What the task requires:
Copy word for word the lines running from the one containing "Expected: the pointer indicates a point on the tree, one" through the one containing "Target: sidewalk", including both of those lines.
Start of Extracted records
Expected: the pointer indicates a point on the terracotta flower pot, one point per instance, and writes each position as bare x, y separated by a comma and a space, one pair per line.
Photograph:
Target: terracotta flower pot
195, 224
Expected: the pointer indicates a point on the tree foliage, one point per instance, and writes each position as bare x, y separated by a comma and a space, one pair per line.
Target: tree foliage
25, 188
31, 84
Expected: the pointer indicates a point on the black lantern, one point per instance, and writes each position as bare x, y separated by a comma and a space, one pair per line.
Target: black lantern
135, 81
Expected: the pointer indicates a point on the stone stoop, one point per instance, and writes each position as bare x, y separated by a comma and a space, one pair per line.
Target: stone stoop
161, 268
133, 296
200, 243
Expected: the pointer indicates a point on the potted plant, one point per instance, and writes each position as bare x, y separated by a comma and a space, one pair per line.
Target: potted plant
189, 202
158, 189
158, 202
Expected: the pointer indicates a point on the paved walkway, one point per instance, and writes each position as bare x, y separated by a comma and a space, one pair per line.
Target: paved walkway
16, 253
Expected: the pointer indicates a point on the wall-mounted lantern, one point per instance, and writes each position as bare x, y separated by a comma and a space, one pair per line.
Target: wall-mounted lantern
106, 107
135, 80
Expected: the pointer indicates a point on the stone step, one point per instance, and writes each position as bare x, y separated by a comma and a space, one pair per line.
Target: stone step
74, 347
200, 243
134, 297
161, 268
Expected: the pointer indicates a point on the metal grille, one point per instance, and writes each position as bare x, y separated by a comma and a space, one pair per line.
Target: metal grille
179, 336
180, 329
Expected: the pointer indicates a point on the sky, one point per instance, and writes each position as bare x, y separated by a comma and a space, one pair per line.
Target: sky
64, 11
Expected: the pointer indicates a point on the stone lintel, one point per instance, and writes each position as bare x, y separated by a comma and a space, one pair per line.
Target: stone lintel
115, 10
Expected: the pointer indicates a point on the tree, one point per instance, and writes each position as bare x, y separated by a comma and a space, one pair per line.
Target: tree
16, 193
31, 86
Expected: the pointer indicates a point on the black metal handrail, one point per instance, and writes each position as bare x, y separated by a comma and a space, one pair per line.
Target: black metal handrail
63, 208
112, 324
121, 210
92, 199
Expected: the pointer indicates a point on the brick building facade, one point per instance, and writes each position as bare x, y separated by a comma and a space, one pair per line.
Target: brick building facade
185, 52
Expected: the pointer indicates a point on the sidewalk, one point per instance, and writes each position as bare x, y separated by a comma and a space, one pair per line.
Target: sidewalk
End of Extracted records
Start of Extracted records
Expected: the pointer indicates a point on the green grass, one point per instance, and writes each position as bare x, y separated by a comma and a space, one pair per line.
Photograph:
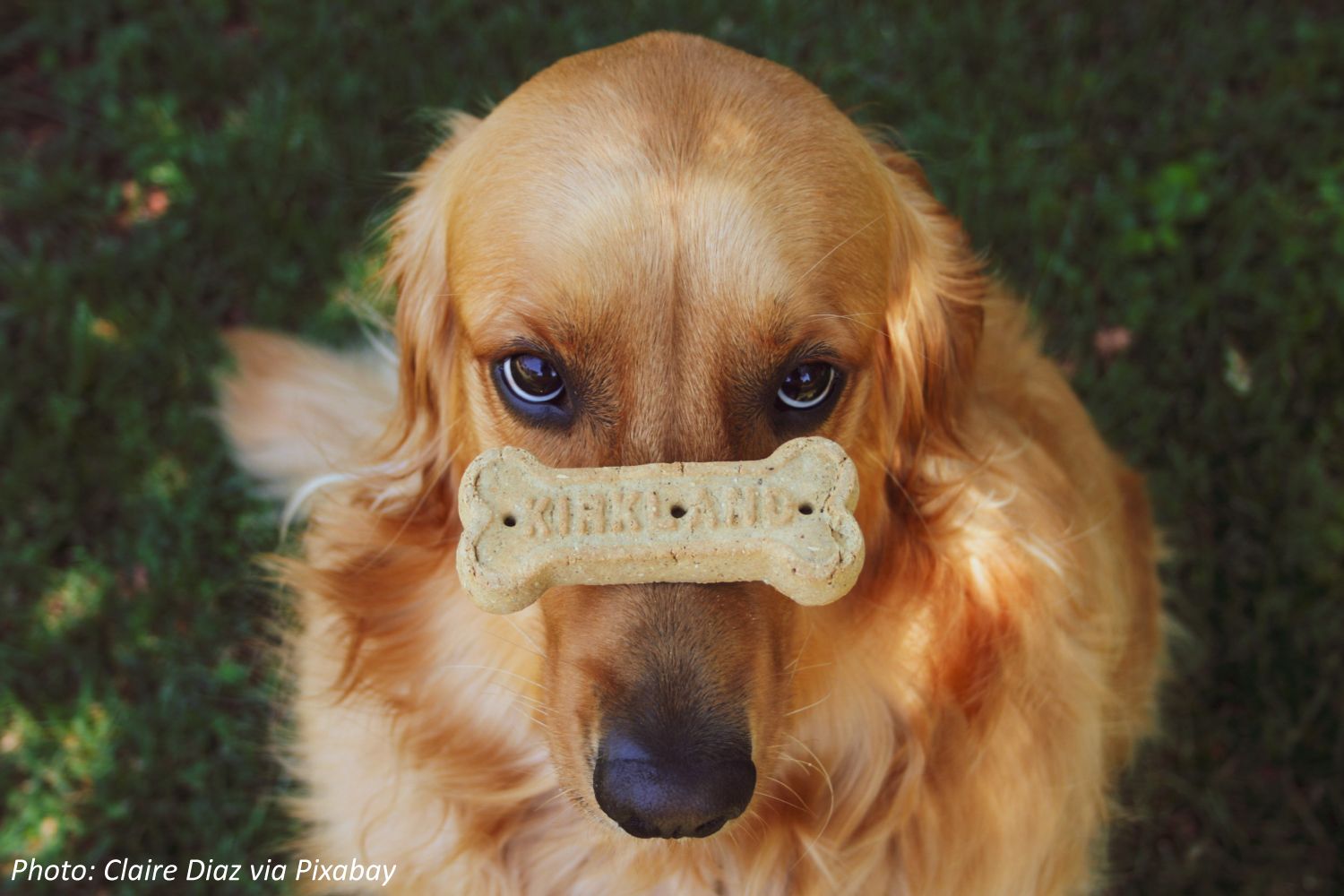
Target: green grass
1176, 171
End of Extracted records
Task solution:
Expected: the pointer indicates a point on the tree, one point per instance, and writes each position as bare x, y separated by a comma and a space, one pair per line.
Target: tree
16, 193
31, 86
Expected: the pointer indicates a point on the black metal handrail, one point per instance, and writes each position as bare x, y separated by a comma and a space, one pair per line.
Target: black metal handrail
63, 208
112, 324
121, 210
92, 199
Expected: the pointer indicates a point on the brick building facade, one point per instance, and writes each position as bare x, y separated by a comma and a space, one pair per line.
Target: brick building facade
185, 52
Expected: the pointer indicates a point on the sidewalk, one point per instance, and writes each position as bare x, y separated by a comma and a space, one pair per line.
Target: sidewalk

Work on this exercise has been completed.